» **Stated exercise**
Locate every line in the rows below that contains the string "truck", and copy each such line in full.

» **Data provided**
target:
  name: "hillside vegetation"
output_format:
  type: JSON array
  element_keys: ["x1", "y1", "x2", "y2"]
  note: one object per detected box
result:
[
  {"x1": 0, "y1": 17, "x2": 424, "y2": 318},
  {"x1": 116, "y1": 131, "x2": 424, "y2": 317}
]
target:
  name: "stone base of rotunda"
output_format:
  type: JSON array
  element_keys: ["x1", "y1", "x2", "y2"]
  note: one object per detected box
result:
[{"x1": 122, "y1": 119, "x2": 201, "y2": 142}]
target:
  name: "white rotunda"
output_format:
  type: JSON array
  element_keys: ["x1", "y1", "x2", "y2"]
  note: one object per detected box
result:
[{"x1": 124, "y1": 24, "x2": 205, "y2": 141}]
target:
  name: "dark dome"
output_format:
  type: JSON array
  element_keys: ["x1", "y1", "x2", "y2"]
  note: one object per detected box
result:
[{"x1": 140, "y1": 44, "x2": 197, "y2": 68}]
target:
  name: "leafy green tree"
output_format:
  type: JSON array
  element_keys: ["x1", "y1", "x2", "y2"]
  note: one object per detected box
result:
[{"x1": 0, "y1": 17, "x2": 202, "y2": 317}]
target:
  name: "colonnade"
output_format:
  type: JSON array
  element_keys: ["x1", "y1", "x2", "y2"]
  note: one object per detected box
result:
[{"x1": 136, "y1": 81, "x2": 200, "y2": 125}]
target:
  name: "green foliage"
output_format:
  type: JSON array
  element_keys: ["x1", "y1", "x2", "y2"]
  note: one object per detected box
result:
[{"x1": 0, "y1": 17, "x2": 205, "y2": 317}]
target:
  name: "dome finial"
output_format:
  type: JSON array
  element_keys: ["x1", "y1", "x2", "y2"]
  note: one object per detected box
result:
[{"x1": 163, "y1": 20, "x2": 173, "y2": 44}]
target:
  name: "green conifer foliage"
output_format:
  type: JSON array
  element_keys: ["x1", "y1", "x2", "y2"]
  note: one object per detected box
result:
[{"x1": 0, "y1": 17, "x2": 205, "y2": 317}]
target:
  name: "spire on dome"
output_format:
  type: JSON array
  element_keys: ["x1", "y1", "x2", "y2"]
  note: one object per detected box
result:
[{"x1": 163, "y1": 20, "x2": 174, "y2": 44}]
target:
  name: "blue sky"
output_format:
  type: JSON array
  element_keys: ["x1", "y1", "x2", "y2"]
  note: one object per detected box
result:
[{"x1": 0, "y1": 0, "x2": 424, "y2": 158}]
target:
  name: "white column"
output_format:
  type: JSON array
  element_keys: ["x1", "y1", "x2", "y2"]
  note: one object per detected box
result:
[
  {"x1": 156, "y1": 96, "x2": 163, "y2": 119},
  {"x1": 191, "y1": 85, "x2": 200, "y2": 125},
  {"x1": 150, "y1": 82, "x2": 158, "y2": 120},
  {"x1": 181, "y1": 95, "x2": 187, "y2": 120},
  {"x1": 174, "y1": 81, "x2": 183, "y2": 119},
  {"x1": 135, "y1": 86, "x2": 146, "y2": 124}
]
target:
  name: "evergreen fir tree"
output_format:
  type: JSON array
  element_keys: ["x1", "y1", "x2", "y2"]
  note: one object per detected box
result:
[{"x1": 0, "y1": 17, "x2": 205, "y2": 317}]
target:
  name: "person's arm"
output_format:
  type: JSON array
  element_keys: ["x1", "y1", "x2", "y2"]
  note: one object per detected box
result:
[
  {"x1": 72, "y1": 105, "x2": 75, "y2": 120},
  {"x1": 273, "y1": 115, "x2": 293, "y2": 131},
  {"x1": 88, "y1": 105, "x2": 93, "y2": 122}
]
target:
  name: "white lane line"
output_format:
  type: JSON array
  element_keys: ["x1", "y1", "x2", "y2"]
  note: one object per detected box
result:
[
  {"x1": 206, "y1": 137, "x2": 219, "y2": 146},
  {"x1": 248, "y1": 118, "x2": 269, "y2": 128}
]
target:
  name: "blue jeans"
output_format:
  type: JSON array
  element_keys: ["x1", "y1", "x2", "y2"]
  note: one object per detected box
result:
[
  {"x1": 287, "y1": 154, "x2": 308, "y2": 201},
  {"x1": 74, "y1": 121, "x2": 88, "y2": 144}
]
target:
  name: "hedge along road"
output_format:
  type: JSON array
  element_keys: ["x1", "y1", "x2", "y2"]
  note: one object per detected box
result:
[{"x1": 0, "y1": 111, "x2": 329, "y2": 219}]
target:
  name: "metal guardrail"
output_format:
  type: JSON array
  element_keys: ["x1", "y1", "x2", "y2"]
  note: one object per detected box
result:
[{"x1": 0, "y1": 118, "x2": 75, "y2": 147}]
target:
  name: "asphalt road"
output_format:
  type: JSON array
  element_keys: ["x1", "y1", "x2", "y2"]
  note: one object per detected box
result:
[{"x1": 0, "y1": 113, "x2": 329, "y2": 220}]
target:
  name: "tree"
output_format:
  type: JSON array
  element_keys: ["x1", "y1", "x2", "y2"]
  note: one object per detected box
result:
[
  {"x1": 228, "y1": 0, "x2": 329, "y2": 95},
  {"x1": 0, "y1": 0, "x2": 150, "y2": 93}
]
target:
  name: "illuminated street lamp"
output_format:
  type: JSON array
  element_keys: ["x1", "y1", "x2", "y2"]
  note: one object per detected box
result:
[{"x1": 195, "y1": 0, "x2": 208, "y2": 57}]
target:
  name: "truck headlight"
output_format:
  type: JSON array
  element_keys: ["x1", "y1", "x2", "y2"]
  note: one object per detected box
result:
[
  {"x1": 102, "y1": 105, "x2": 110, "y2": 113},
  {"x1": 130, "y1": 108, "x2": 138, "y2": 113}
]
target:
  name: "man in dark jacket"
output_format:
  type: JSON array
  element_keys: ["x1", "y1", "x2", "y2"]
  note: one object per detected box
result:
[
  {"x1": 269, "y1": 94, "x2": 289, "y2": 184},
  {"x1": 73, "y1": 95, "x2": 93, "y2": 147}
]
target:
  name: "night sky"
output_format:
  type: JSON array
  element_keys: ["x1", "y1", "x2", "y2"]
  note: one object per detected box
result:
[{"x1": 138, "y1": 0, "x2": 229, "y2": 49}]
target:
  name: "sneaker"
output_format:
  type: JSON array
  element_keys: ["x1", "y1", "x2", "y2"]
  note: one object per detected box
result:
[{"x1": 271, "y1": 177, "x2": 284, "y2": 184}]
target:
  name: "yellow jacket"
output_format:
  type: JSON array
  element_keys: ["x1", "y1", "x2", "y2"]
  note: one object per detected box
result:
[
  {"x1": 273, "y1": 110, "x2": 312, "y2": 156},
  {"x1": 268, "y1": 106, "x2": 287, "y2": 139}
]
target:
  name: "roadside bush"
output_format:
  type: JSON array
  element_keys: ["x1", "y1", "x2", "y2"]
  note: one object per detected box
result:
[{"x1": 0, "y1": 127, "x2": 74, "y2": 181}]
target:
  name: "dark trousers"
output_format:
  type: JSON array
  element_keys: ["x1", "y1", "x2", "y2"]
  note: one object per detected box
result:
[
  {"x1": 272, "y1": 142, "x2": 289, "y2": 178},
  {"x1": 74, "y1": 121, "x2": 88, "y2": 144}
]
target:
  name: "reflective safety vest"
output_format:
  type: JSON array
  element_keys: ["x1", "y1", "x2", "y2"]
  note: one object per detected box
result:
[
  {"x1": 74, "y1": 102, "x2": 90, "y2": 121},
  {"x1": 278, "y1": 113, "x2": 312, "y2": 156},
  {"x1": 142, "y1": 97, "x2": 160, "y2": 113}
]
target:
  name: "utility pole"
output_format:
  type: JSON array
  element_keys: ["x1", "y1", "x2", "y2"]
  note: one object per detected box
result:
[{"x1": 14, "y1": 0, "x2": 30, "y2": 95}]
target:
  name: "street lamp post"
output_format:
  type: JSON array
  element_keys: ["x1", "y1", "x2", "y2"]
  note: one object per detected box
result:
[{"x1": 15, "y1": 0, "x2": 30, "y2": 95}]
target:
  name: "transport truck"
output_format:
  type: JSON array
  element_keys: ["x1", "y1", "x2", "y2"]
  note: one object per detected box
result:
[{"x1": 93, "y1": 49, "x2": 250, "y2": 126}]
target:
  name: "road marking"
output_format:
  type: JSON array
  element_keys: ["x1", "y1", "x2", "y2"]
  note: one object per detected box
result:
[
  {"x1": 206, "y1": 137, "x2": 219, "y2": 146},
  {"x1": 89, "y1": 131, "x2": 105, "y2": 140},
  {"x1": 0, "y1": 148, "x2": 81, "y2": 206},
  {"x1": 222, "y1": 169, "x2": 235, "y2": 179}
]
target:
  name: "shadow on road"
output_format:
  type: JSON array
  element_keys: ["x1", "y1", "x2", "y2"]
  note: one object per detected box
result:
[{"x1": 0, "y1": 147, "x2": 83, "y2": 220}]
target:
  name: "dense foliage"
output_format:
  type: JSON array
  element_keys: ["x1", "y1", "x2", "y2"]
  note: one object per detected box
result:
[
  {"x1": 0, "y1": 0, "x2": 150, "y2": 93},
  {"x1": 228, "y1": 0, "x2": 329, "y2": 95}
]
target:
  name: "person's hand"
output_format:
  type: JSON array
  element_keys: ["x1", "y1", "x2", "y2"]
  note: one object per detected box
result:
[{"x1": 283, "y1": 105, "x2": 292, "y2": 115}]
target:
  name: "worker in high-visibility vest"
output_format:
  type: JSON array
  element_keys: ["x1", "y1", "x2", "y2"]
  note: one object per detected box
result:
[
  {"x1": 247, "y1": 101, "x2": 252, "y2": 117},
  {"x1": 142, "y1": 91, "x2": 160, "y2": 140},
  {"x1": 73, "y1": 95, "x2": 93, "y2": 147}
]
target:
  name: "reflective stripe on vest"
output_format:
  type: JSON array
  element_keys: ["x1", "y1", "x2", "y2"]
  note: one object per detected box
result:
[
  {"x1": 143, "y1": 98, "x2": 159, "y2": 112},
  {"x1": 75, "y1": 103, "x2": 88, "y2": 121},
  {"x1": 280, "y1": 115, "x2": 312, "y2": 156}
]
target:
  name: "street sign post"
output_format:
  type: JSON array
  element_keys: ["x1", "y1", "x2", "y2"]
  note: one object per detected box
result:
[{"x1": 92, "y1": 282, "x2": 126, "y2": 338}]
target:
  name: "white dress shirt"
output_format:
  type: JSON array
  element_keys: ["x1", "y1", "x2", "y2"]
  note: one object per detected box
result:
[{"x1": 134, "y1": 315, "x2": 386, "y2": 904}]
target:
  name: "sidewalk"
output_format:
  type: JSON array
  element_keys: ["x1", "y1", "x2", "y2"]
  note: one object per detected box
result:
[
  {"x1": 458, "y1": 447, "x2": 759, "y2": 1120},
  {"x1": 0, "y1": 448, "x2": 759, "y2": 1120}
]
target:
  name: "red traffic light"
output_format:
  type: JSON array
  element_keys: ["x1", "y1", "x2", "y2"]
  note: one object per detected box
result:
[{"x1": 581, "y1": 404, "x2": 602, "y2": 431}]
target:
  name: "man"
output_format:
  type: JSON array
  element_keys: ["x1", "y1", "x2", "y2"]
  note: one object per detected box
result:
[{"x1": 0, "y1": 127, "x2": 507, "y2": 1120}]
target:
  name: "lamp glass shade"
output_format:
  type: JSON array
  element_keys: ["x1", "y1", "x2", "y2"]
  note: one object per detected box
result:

» **Reply to the exercise**
  name: "truck headlight"
  name: "transport truck"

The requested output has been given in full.